I always thought that "no brown in town" was just a quirky, old-fashioned saying which had little relevance today. Most of my peers either agree with me or absolutely do not care (i.e. they bought black shoes because they were an easy 'default' choice).
The sole exception to this being the friend I mentioned before, who had this sartorial rule hammered into him at an early age.
I am interested, how many of you were taught this rule by your fathers etc. as opposed to hearing it later on in life?
Did you decide to wear black shoes because you were told to do so, or did you go with black shoes as a result of observing those around you?


I guess I am one of the people who are pretty firm on this "rule" - but I would never say that I am aghast when a colleague wears - say - brown shoes with a navy or charcoal suit

In my work environment - professional, London-based, quite traditional - I would say that 95% of people wear black shoes with their suits. Not necessarily nice shoes, and we see a worrying number of slip-ons, but they are almost all black. Those who wear brown are typically not English.

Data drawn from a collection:
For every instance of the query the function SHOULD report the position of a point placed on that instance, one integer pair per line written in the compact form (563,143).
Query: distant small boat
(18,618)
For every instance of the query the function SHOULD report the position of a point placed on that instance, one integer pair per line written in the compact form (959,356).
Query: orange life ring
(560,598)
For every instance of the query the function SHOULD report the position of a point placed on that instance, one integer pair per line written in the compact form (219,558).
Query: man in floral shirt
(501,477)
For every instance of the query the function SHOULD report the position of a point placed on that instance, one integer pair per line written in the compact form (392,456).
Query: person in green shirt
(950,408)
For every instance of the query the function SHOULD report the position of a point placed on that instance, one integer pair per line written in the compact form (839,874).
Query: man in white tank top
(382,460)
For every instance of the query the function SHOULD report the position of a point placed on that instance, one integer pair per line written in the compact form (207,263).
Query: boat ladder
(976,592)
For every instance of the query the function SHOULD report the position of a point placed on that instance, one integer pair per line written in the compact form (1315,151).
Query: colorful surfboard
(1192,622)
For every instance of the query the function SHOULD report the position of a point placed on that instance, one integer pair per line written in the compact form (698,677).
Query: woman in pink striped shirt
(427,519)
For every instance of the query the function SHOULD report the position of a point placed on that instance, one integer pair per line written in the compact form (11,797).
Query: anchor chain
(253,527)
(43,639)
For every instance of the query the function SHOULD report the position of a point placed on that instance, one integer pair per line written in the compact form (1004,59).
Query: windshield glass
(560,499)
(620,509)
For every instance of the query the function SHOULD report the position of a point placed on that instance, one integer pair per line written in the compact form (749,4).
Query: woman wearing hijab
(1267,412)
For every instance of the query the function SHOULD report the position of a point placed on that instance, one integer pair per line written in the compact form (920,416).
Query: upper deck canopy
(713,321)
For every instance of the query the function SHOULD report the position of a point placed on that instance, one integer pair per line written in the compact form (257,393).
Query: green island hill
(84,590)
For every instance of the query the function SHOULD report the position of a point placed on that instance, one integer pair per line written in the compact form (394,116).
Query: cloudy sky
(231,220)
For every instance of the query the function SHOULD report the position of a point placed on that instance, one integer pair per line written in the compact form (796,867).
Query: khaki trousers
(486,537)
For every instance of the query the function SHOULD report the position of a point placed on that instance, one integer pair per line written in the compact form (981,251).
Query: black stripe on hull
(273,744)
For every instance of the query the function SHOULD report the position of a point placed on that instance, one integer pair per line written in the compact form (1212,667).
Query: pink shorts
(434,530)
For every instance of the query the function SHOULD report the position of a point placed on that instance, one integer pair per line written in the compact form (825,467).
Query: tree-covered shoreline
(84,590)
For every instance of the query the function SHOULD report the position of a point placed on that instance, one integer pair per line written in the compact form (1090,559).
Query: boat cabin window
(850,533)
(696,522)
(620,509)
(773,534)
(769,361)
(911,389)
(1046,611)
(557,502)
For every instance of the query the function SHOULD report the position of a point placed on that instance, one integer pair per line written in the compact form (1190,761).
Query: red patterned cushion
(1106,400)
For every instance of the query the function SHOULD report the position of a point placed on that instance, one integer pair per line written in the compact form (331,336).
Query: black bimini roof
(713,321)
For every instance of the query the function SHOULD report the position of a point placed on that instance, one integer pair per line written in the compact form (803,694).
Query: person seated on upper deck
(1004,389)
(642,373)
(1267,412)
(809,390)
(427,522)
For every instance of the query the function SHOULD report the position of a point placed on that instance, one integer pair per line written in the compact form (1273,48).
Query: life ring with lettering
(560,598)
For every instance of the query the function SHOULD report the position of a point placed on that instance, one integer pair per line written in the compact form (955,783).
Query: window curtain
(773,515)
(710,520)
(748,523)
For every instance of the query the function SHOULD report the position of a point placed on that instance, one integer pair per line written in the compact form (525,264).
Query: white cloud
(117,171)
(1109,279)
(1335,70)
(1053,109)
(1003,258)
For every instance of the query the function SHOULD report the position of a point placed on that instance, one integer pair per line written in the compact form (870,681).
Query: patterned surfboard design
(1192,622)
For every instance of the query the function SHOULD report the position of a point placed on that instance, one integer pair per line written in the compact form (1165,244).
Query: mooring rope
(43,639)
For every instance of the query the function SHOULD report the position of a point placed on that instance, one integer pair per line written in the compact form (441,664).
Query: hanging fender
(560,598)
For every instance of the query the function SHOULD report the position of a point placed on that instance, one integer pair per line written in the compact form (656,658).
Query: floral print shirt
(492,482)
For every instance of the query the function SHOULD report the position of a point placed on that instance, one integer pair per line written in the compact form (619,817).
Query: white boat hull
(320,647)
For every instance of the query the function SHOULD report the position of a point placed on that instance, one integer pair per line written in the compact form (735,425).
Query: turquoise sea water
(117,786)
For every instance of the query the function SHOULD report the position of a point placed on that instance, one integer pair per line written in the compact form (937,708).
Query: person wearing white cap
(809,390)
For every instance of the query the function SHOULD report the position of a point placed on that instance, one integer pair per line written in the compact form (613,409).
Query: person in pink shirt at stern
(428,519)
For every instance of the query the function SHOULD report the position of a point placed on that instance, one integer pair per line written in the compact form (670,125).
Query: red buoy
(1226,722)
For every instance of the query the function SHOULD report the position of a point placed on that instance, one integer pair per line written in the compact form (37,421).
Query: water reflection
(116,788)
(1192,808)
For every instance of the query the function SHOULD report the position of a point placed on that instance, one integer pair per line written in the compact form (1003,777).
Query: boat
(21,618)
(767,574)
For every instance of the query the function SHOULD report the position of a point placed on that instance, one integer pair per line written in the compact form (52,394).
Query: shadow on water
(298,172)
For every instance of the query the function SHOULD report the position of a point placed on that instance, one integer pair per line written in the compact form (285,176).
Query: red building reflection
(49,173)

- _Exercise set_
(A) In the shoe discussion, what share of people in the writer's work environment wear black shoes with their suits?
(B) Please output the shoe discussion word for word between "I am interested, how" and "those around you?", inclusive.

- _Correct answers_
(A) 95%

(B)
I am interested, how many of you were taught this rule by your fathers etc. as opposed to hearing it later on in life?
Did you decide to wear black shoes because you were told to do so, or did you go with black shoes as a result of observing those around you?